** begin **

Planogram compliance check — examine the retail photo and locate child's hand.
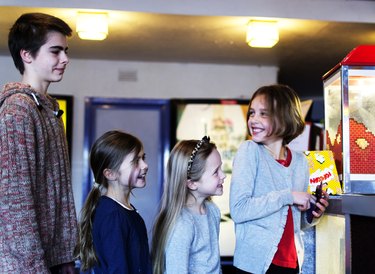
[292,191,311,211]
[312,190,329,218]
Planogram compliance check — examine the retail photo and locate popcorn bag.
[304,150,342,195]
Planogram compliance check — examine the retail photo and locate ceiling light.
[76,12,108,40]
[246,20,279,48]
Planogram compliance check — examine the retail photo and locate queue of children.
[0,10,328,274]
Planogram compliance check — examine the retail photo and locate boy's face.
[25,31,69,83]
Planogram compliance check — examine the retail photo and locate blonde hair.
[74,130,143,271]
[151,139,216,274]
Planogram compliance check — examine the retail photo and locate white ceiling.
[0,0,375,97]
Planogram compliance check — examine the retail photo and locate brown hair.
[74,130,143,271]
[8,13,72,74]
[247,84,305,145]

** end **

Show every line of the entries above that contains the word "ceiling", matching case exactly.

Planogram compliance check — examine the retail photo and locate ceiling light.
Planogram compliance check — examine the retail photo and locate white ceiling.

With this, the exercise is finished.